TASK OBJECTIVE =>
Print the portion of the Portland String Quartet passage between "He wrote that" and "in an email.", inclusive, reproducing its wording without change.

SOURCE DOCUMENT START

The critic showed up. “My husband was sitting in the audience and noticed a man who looked rather newspaper-ish, with a pencil and paper. He went up to him at intermission and said, ‘Are you by any chance Tim Page?’ and he said, ‘I am.’ Well, you can imagine. He came right back to us backstage and said, ‘Guys, you won’t believe this, but Tim Page is in the audience and he is writing a review.'”

He wrote that the quartet “performed brilliantly,” saying: “One couldn’t have asked for more persuasive, more unified and more yearningly lyrical playing.”

“It’s little breaks like that – these fabulous, wonderful, exuberant moments – that mean so much in the professional life of a group, especially in Maine where you are a little isolated,” Adams said.

Dean Stein, who joined the quartet after Kecskemethy retired, called Adams an ideal collaborator, because she offers her own ideas while welcoming the ideas of others. “Trying out these different ideas, rooted in positive interactions, brings a great joy to working together. It results in performances where I can look over at Julia to share a smile over a phrase we play together and know in advance how much we will enjoy playing it for the audience,” he wrote in an email.

Her legacy, he added, “will be one of steadfast promotion of musical values as inspirational to her countless students and audiences alike. Recordings she has made with the Portland String Quartet have already been tested by time and are held in high regard. In her career is the story of following your dream with everything you’ve got, and letting that, first and foremost, be its own reward.”

SOURCE DOCUMENT END
PROVIDED DATA START

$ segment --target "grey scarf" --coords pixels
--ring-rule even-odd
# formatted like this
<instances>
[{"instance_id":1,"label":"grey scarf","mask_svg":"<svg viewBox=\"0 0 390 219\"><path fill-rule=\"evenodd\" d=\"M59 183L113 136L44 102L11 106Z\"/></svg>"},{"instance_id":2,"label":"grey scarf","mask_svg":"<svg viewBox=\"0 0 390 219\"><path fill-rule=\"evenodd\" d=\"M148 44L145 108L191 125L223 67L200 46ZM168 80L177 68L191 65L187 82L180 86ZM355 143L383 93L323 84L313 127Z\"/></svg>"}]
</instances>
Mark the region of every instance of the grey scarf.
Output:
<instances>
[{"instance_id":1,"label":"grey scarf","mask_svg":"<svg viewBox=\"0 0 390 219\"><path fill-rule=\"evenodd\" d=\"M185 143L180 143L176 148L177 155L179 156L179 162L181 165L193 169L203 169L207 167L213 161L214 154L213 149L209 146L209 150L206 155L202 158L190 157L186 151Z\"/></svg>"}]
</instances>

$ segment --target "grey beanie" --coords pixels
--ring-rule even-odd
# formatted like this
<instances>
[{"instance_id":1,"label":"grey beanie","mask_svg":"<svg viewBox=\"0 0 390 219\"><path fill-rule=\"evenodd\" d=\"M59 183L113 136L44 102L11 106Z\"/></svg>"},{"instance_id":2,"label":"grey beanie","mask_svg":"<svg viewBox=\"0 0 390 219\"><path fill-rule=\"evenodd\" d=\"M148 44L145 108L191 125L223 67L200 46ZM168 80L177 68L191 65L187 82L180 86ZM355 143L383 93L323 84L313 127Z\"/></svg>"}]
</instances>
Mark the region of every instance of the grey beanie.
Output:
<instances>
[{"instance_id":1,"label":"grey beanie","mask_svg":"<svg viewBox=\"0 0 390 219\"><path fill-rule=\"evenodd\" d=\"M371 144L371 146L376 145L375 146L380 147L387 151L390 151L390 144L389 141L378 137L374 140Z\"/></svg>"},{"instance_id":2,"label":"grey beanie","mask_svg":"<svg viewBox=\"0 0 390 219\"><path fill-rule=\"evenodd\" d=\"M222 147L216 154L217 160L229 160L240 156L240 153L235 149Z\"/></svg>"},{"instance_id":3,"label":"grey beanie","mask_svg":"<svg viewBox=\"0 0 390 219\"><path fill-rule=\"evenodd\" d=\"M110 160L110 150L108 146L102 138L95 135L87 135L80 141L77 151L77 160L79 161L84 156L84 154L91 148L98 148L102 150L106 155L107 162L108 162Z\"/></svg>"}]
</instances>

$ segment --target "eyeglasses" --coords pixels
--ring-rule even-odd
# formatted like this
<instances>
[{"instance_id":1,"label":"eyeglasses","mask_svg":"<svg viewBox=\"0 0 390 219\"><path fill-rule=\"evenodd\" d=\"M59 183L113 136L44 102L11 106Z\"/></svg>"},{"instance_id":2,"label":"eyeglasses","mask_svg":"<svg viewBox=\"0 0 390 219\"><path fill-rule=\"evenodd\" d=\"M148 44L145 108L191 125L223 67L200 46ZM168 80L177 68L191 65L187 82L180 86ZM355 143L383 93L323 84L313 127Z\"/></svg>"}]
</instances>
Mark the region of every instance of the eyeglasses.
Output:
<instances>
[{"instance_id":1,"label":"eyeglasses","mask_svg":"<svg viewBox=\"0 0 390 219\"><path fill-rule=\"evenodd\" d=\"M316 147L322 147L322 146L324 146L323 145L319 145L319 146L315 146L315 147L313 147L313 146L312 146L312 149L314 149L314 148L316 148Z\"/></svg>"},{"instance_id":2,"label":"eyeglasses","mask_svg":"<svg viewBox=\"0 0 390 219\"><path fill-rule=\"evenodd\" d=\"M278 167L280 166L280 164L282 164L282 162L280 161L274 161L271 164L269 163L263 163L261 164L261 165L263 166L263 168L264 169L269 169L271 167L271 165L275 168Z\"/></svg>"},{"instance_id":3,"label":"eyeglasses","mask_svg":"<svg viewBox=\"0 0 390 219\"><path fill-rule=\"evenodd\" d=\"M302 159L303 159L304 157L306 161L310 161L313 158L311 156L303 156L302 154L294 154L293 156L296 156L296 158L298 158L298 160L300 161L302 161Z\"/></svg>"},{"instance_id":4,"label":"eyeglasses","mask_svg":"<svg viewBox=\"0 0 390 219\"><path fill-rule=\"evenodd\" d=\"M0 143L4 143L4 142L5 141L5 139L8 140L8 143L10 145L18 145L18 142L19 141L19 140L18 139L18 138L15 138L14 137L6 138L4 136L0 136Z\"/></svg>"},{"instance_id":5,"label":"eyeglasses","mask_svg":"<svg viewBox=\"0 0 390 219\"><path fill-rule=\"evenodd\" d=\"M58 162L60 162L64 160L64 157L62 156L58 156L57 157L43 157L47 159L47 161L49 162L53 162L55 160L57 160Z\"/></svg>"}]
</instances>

PROVIDED DATA END

RESULT FOR THIS TASK =>
He wrote that the quartet “performed brilliantly,” saying: “One couldn’t have asked for more persuasive, more unified and more yearningly lyrical playing.”

“It’s little breaks like that – these fabulous, wonderful, exuberant moments – that mean so much in the professional life of a group, especially in Maine where you are a little isolated,” Adams said.

Dean Stein, who joined the quartet after Kecskemethy retired, called Adams an ideal collaborator, because she offers her own ideas while welcoming the ideas of others. “Trying out these different ideas, rooted in positive interactions, brings a great joy to working together. It results in performances where I can look over at Julia to share a smile over a phrase we play together and know in advance how much we will enjoy playing it for the audience,” he wrote in an email.